## PASSAGE SHOWN

━━━━

Remember back during what might have been the peak of woke nonsense in the race sphere, the months following the death of George Floyd, when the blue-hair types were entirely focused on calling everything that could possibly be called “racist” racist?

Well, this happened back then, but is well worth remembering: when everyone else was giving in and giving up, surrendering entirely to the woke nonsense, there was one company that bravely stood up to the nonsense, showing us all that it can be done and be done successfully.

That company was Trader Joe’s, surprising given its appeal to the usually liberal wine mom types that like its $5 bottles of wine, and it stood up to the wokies that were demanding it rename its ethnic foods.

Trader Joe’s, you see, had given its ethnic foods funny names that infuriated some rando online. Its Mexican food has the “Trader Jose’s” brand name, the Chinese food had the “Trader Ming’s” name, and so on. Funny stuff, but the libs went berserk and started complaining about it, of course, starting a petition demanding that it rename those products.

While it was initially reported that Trader Joe’s had given in to their demands and done so, it didn’t. Rather, the company grew a pair of Trader Jose’s cojones and announced that it wasn’t giving in, saying:

We want to be clear: we disagree that any of these labels are racist. We do not make decisions based on petitions.

━━━━

## MATERIAL SUPPLIED
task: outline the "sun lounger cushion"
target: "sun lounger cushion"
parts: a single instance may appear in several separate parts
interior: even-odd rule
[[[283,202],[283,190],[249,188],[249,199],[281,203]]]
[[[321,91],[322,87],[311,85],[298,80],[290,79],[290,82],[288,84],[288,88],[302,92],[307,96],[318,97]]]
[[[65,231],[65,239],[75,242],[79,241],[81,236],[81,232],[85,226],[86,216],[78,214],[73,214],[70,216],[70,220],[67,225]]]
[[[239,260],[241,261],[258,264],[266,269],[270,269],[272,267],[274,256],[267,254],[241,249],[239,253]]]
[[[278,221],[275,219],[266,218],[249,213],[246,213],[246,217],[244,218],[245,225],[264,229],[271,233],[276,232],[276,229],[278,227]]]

━━━━

## WHAT YOU NEED TO DO
A) Repeat the passage about Trader Joe's from "Trader Joe’s, you" up to and including "rename those products.".
B) According to the passage about Trader Joe's, what brand name does the company use for its Mexican food?
C) Carry on the passage about Trader Joe's with the next part, after its last sentence.
The items come from a different source than the passage about Trader Joe's.

## ANSWERS
A)
Trader Joe’s, you see, had given its ethnic foods funny names that infuriated some rando online. Its Mexican food has the “Trader Jose’s” brand name, the Chinese food had the “Trader Ming’s” name, and so on. Funny stuff, but the libs went berserk and started complaining about it, of course, starting a petition demanding that it rename those products.

B) Trader Jose's

C)
Decades ago, our Buying Team started using product names, like Trader Giotto’s, Trader José’s, Trader Ming’s, etc. We thought then—and still do—that this naming of products could be fun and show appreciation for other cultures.

Recently we have heard from many customers reaffirming that these name variations are largely viewed in exactly the way they were intended­—as an attempt to have fun with our product marketing. We continue our ongoing evaluation, and those products that resonate with our customers and sell well will remain on our shelves.

Now that’s how you respond to the wokies. There’s no give, no backing down, no pretending to recognize that the nonsense pushed by the randos has merit. They just said “no”, as Nancy Reagan said to do, albeit they were turning down the drug of wokeism rather than a little Columbian white gold.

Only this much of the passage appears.